James Edward Austen-Leigh tells us that Lady Susan is untitled. We see we have a genuinely fair copy, all gussied up as if Austen was pretending she was publishing her book. This kind of psychological imitation is found in early modern women for texts they cherish and would like others to see in this permanent (more or less) form. So she must’ve cared about the book. Why not name it? Yet, as Austen-Leigh says, it has no name. Austen-Leigh named the book after its chief protagonist, but Austen might have preferred any number of thematic names. In the 18th century novels were named after the chief protagonist; an important theme; or the place the novel importantly occurs in. Following her predilection in her first four, she might have played upon the tradition of widows as hypocritically grieving, while conducting liaisons, so a thematic The Gay Widow (no pun intended) might be appropriate; given the way Austen is regarded the film-makers could scarcely have gone for Adultery Exposed. But maybe, just maybe Austen did have a an ironically amoral/moral title in mind in the manner of LaClos’s Les Liaisons Dangereuses.

Coordinate labeling data:
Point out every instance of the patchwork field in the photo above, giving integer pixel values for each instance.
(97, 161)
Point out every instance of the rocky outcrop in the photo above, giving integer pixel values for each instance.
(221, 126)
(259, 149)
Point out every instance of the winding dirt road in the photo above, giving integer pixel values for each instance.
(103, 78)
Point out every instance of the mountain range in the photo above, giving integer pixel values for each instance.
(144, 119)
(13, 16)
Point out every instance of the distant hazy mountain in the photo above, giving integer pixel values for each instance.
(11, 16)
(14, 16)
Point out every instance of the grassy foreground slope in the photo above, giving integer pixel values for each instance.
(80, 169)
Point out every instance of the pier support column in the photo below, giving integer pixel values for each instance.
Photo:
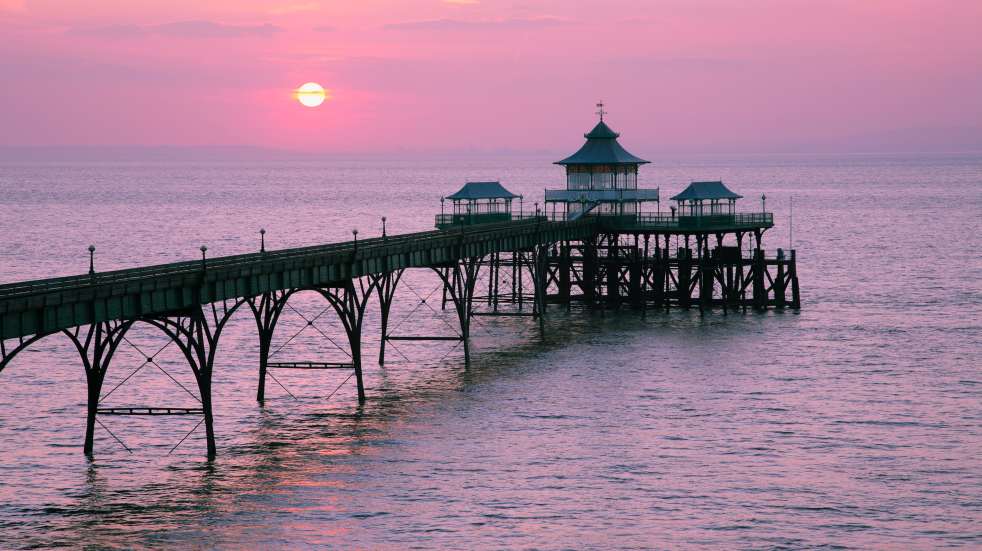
(793, 269)
(780, 281)
(705, 275)
(459, 281)
(387, 291)
(540, 275)
(197, 334)
(684, 276)
(590, 271)
(349, 303)
(267, 312)
(96, 346)
(564, 275)
(760, 289)
(635, 287)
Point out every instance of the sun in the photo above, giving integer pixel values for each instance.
(310, 94)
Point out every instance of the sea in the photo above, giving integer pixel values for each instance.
(854, 423)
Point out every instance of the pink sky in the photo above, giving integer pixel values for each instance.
(432, 75)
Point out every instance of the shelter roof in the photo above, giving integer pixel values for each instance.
(601, 148)
(706, 191)
(481, 190)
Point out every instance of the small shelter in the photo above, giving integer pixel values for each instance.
(477, 203)
(706, 199)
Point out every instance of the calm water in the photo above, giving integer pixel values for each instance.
(856, 423)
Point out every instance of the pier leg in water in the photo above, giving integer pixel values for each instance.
(96, 346)
(793, 274)
(387, 290)
(349, 302)
(267, 312)
(460, 281)
(197, 334)
(540, 273)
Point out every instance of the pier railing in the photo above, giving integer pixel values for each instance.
(658, 221)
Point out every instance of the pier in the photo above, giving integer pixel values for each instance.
(591, 243)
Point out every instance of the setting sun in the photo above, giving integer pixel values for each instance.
(310, 94)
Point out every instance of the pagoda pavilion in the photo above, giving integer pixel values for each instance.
(477, 203)
(601, 178)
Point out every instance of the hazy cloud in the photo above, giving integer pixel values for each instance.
(295, 7)
(465, 25)
(13, 6)
(183, 29)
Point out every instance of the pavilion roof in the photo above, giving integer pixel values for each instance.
(601, 148)
(481, 190)
(706, 191)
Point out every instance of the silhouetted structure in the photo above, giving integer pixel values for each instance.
(600, 250)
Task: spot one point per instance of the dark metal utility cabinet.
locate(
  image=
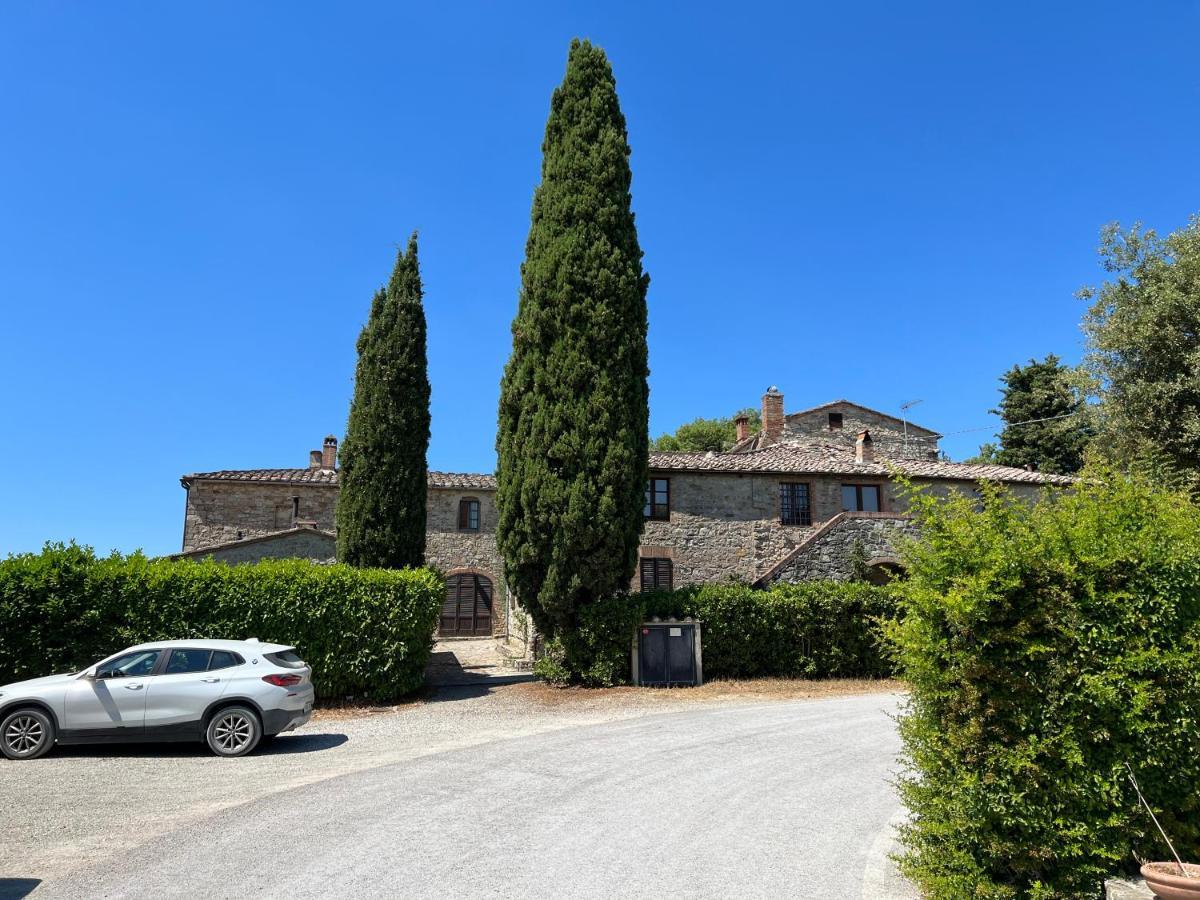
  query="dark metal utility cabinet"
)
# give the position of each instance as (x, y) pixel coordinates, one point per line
(667, 654)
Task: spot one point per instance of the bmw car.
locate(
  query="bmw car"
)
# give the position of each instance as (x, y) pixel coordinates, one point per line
(229, 694)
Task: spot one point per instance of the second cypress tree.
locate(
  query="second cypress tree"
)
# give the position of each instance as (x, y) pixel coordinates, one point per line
(574, 401)
(381, 505)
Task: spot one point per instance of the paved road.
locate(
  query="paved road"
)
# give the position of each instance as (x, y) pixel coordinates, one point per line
(784, 799)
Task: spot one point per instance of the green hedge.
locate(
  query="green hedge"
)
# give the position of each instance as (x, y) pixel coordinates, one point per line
(813, 630)
(366, 633)
(1047, 646)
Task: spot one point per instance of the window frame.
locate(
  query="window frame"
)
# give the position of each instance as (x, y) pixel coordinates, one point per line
(655, 563)
(467, 507)
(171, 657)
(802, 516)
(653, 510)
(858, 496)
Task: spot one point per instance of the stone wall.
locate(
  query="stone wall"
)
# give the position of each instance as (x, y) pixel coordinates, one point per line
(829, 552)
(886, 431)
(453, 550)
(222, 511)
(726, 526)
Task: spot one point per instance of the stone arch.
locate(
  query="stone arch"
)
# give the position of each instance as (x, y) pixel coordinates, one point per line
(882, 570)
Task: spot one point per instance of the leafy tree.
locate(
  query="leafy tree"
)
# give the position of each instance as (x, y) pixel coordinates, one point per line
(1144, 351)
(1044, 646)
(1039, 394)
(701, 435)
(381, 507)
(574, 400)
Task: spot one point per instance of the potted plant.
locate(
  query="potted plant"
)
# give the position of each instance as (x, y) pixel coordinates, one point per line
(1169, 881)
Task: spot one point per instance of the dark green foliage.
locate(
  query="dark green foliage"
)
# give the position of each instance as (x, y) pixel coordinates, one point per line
(1144, 345)
(1039, 390)
(573, 418)
(1044, 647)
(811, 630)
(702, 435)
(366, 633)
(381, 507)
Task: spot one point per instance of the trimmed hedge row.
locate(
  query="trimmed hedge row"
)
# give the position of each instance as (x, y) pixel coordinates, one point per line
(1045, 647)
(811, 630)
(366, 633)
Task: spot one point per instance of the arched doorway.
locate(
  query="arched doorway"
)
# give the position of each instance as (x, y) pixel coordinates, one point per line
(883, 573)
(467, 611)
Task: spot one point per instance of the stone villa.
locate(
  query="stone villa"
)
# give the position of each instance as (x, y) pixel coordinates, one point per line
(803, 498)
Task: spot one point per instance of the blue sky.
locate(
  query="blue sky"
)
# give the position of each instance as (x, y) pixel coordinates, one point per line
(885, 202)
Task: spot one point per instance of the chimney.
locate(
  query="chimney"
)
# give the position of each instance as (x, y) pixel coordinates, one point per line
(864, 448)
(772, 414)
(743, 426)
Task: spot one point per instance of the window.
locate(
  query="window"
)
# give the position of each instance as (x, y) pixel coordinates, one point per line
(221, 659)
(183, 661)
(658, 498)
(861, 498)
(793, 504)
(655, 574)
(131, 665)
(468, 515)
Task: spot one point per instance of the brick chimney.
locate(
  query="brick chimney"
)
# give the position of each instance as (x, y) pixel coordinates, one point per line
(743, 426)
(864, 448)
(772, 414)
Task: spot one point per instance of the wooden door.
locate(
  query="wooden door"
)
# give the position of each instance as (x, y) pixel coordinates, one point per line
(467, 611)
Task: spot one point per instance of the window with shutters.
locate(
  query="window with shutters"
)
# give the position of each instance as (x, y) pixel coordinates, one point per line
(795, 507)
(658, 498)
(468, 515)
(655, 574)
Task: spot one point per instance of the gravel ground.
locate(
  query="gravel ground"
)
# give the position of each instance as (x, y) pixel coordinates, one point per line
(81, 805)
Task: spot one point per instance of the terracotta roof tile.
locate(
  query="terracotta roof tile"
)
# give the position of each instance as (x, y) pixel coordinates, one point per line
(813, 459)
(469, 481)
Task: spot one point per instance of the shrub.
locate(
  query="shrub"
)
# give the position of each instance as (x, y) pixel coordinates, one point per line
(813, 630)
(1047, 645)
(366, 633)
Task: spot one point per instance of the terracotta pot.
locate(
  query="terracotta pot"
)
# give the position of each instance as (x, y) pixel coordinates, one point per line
(1165, 881)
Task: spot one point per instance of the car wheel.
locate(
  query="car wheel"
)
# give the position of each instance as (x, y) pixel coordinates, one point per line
(27, 735)
(234, 731)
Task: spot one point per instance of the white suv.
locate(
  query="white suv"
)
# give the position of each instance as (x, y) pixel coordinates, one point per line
(229, 694)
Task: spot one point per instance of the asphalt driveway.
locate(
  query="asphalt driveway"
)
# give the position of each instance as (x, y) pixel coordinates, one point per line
(789, 798)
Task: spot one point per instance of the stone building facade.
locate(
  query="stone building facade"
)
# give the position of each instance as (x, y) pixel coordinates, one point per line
(813, 495)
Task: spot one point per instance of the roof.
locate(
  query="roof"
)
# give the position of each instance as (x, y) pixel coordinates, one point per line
(814, 459)
(461, 480)
(201, 552)
(912, 426)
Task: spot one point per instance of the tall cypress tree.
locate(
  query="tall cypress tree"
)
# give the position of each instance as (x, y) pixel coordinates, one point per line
(574, 401)
(381, 507)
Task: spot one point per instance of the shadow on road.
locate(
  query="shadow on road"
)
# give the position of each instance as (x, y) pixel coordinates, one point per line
(281, 745)
(16, 888)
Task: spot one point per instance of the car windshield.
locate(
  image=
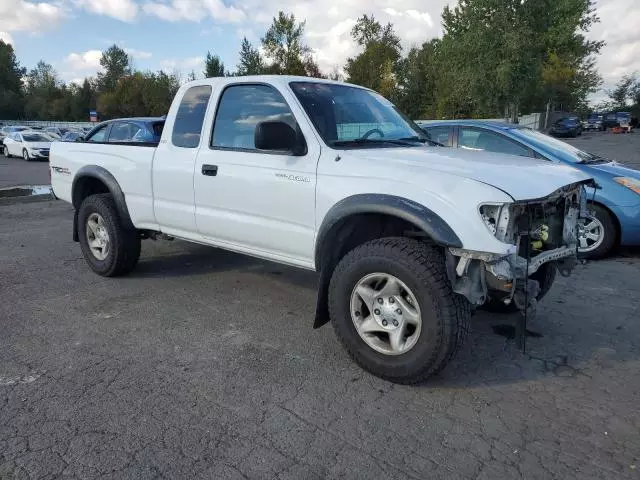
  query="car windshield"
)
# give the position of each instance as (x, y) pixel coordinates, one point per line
(347, 116)
(35, 137)
(574, 154)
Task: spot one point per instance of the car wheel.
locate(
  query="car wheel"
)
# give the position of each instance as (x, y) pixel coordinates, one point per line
(545, 276)
(393, 309)
(597, 234)
(108, 247)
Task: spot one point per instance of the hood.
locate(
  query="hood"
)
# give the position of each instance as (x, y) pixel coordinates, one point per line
(614, 169)
(520, 177)
(38, 144)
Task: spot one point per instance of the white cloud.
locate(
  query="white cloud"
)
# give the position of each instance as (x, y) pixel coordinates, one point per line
(88, 61)
(6, 38)
(618, 27)
(188, 64)
(17, 15)
(138, 54)
(194, 11)
(125, 10)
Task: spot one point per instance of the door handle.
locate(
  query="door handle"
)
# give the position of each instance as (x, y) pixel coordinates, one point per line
(209, 170)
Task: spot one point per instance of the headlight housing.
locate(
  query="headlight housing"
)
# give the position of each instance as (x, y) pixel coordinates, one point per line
(629, 182)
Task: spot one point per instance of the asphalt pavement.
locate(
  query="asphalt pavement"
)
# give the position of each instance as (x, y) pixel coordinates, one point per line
(203, 364)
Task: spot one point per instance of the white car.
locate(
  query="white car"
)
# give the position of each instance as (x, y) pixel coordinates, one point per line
(30, 145)
(406, 238)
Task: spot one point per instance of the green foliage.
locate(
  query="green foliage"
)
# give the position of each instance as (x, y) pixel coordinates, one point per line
(116, 64)
(11, 73)
(213, 66)
(251, 62)
(374, 67)
(285, 50)
(139, 94)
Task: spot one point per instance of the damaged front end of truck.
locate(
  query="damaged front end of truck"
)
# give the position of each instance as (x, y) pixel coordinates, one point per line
(542, 231)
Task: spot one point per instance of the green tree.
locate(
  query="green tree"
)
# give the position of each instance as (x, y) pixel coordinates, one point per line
(43, 90)
(213, 66)
(251, 62)
(374, 67)
(497, 50)
(285, 49)
(116, 64)
(417, 75)
(11, 92)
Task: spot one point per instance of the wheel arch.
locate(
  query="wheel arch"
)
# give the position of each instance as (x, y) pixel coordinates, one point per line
(363, 217)
(93, 179)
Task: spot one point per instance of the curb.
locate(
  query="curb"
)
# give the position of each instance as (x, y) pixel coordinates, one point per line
(26, 194)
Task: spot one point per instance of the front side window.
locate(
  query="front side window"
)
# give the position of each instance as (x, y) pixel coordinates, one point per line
(350, 116)
(477, 139)
(190, 117)
(99, 136)
(241, 108)
(122, 132)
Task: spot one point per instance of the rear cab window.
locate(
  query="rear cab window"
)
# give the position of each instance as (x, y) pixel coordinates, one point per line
(187, 128)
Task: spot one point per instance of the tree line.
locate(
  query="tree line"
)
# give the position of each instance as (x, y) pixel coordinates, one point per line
(495, 58)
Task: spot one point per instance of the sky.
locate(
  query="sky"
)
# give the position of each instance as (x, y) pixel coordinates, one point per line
(175, 35)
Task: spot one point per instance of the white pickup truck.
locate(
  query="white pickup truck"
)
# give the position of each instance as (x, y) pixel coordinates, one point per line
(407, 237)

AIM: Extract the full passage about the title of Lady Susan, word for word. None of the items is needed for the work here.

RESPONSE BELOW:
James Edward Austen-Leigh tells us that Lady Susan is untitled. We see we have a genuinely fair copy, all gussied up as if Austen was pretending she was publishing her book. This kind of psychological imitation is found in early modern women for texts they cherish and would like others to see in this permanent (more or less) form. So she must’ve cared about the book. Why not name it? Yet, as Austen-Leigh says, it has no name. Austen-Leigh named the book after its chief protagonist, but Austen might have preferred any number of thematic names. In the 18th century novels were named after the chief protagonist; an important theme; or the place the novel importantly occurs in. Following her predilection in her first four, she might have played upon the tradition of widows as hypocritically grieving, while conducting liaisons, so a thematic The Gay Widow (no pun intended) might be appropriate; given the way Austen is regarded the film-makers could scarcely have gone for Adultery Exposed. But maybe, just maybe Austen did have a an ironically amoral/moral title in mind in the manner of LaClos’s Les Liaisons Dangereuses.